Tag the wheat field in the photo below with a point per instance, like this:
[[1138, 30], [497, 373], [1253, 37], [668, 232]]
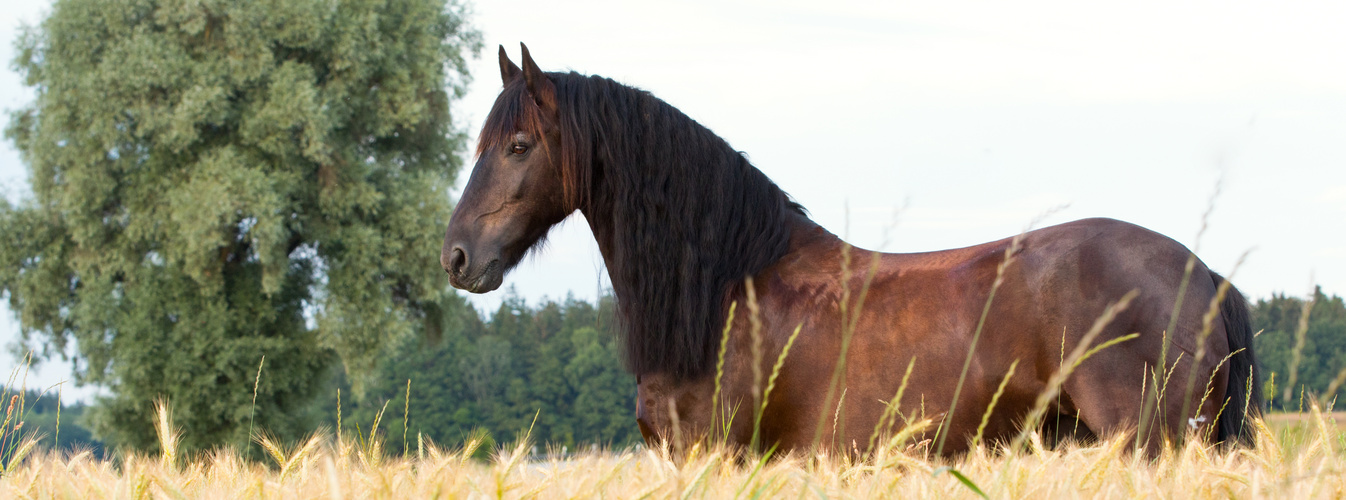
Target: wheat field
[[1304, 458]]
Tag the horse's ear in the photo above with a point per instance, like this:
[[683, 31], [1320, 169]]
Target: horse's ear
[[508, 69], [539, 85]]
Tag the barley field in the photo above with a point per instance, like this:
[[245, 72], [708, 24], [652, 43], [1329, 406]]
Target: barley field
[[1300, 456]]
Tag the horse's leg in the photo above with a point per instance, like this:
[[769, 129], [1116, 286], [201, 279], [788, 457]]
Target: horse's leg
[[1109, 402], [1105, 398], [673, 413]]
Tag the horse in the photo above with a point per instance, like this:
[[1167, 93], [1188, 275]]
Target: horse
[[689, 231]]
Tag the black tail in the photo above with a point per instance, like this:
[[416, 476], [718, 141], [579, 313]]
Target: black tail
[[1234, 422]]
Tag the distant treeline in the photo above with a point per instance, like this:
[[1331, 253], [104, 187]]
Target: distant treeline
[[557, 363], [1322, 357]]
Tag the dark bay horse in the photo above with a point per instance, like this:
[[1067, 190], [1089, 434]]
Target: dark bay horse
[[683, 220]]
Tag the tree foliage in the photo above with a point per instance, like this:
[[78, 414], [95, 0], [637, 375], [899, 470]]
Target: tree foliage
[[556, 363], [216, 181], [1323, 355]]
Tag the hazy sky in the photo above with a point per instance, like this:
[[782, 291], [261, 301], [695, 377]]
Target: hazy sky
[[975, 116]]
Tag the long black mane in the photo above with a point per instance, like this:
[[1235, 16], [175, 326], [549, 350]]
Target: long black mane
[[680, 216]]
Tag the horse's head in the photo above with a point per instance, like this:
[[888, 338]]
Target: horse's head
[[516, 192]]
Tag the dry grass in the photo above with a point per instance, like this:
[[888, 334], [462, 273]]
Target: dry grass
[[1298, 460]]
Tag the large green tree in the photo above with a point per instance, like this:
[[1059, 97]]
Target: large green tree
[[216, 181]]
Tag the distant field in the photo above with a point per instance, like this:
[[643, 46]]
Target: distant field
[[1295, 457]]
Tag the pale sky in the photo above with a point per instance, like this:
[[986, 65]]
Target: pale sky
[[975, 116]]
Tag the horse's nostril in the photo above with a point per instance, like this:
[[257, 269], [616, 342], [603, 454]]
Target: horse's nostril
[[458, 262]]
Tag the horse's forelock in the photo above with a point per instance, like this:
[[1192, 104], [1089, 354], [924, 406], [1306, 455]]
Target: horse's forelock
[[514, 111]]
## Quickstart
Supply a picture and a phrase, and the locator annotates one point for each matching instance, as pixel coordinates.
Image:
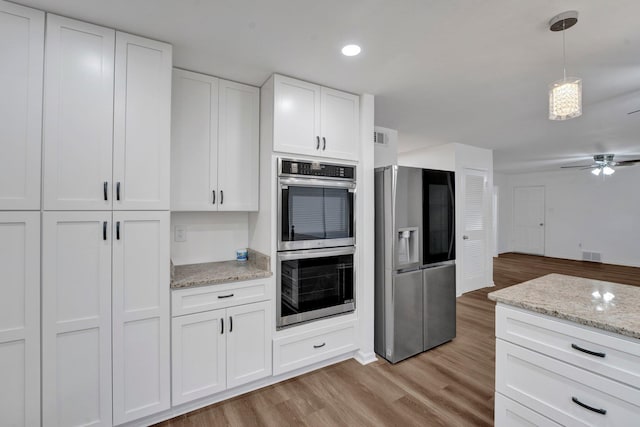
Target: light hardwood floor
(451, 385)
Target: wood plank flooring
(451, 385)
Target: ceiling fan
(604, 163)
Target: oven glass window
(316, 213)
(316, 283)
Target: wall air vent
(380, 138)
(591, 256)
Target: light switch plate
(180, 234)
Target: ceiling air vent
(380, 138)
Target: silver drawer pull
(591, 408)
(584, 350)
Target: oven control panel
(324, 170)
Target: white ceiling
(473, 72)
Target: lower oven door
(314, 283)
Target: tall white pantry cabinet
(96, 135)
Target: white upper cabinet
(76, 319)
(238, 148)
(340, 124)
(142, 123)
(141, 314)
(20, 319)
(97, 157)
(314, 120)
(296, 127)
(194, 141)
(214, 144)
(78, 115)
(21, 58)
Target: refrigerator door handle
(452, 213)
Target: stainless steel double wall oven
(316, 240)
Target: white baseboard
(227, 394)
(365, 358)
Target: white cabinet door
(78, 115)
(340, 129)
(141, 317)
(296, 127)
(238, 149)
(22, 53)
(248, 343)
(194, 142)
(198, 355)
(20, 318)
(142, 122)
(76, 319)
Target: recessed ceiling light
(351, 50)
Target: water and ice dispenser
(407, 244)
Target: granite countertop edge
(220, 280)
(567, 316)
(620, 322)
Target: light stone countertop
(609, 306)
(212, 273)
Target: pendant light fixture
(565, 96)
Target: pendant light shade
(565, 99)
(565, 95)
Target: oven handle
(316, 253)
(314, 182)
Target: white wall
(583, 212)
(211, 236)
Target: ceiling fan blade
(580, 166)
(628, 162)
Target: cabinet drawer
(297, 351)
(512, 414)
(204, 298)
(549, 387)
(557, 339)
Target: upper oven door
(315, 213)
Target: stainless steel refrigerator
(415, 276)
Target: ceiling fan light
(565, 99)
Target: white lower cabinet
(566, 373)
(76, 319)
(141, 321)
(105, 317)
(20, 319)
(220, 349)
(299, 350)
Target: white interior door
(142, 123)
(20, 319)
(22, 53)
(141, 318)
(238, 147)
(76, 319)
(474, 230)
(528, 220)
(78, 115)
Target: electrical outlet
(180, 234)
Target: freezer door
(407, 315)
(439, 305)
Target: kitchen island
(567, 353)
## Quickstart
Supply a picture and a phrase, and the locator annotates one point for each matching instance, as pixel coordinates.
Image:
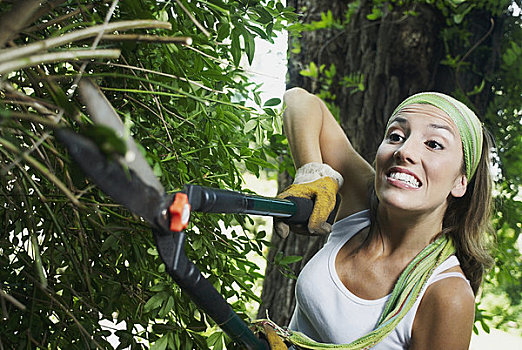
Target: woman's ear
(460, 186)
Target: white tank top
(328, 312)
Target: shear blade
(102, 113)
(123, 185)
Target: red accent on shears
(179, 212)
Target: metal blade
(102, 113)
(123, 185)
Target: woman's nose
(407, 152)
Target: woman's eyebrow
(443, 127)
(399, 120)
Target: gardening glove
(276, 343)
(318, 182)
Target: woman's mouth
(405, 178)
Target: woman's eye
(394, 137)
(434, 145)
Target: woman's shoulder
(445, 316)
(350, 225)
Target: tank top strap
(439, 273)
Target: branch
(60, 19)
(12, 300)
(15, 52)
(12, 22)
(148, 38)
(31, 117)
(42, 169)
(24, 62)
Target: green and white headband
(468, 125)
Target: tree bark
(398, 55)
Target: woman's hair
(466, 220)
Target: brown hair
(466, 220)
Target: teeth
(406, 178)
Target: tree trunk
(398, 55)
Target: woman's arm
(315, 136)
(445, 317)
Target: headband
(468, 125)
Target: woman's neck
(406, 232)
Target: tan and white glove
(320, 183)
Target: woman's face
(419, 162)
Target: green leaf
(251, 124)
(160, 344)
(272, 102)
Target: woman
(431, 191)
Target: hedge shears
(130, 181)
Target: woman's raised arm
(315, 136)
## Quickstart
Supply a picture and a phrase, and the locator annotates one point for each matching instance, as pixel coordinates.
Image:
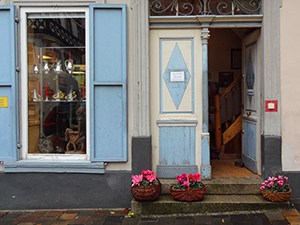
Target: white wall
(290, 82)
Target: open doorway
(226, 102)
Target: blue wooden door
(108, 82)
(176, 112)
(251, 114)
(8, 91)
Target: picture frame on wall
(236, 59)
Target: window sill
(29, 166)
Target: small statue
(45, 144)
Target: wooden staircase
(228, 118)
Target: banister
(231, 86)
(218, 100)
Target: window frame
(23, 94)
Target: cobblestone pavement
(124, 217)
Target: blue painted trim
(193, 75)
(25, 166)
(106, 83)
(205, 162)
(99, 83)
(218, 24)
(11, 84)
(205, 148)
(177, 122)
(177, 145)
(161, 75)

---+---

What are the lines above, starting at the one with "Tag the horse in" and ending at the one with "[[986, 65]]"? Give them again exactly, and only them.

**Your solution:**
Tag the horse in the photo above with a point per instance, like this:
[[1167, 93], [1188, 275]]
Target: horse
[[689, 231]]
Tag the black tail in the photo above with a point per instance, like this:
[[416, 476], [718, 141], [579, 313]]
Target: black tail
[[1234, 422]]
Tag the distant treeline in the photo above with a point per instance, like this:
[[1331, 253], [104, 187]]
Target: distant treeline
[[557, 363], [1322, 357]]
Tag the dark bay horse in the photo above with a point per instance, like this:
[[1067, 190], [1089, 434]]
Target: dark bay horse
[[683, 220]]
Tag the tree foliage in the photo above with a point per instance, like this:
[[78, 414], [95, 0], [637, 375], [899, 470]]
Target: tree foliage
[[556, 363], [216, 181], [1323, 355]]
Tag the hazy sky in the photo above with a point per instance, like this:
[[782, 291], [261, 301], [695, 377]]
Target: hazy sky
[[975, 116]]
Tag the long black mane in the photo above with a point per instance, like this:
[[1235, 16], [175, 326], [549, 350]]
Target: long black mane
[[680, 216]]
Tag the horse's head in the photo above with a point per instance, like this:
[[888, 338]]
Target: horse's head
[[516, 192]]
Tag the dry grass in the photo above with a point per instance, like this:
[[888, 334], [462, 273]]
Target: dry grass
[[1298, 460]]
Tag the large green tree in the photo above with a point per instance, like this:
[[1059, 97]]
Target: large green tree
[[216, 181]]
Tag the distant field in the photo above with a point per instance, like this:
[[643, 46]]
Target: distant field
[[1295, 457]]
Tag the pale sky in the photo above with a point per instance, like this:
[[986, 65]]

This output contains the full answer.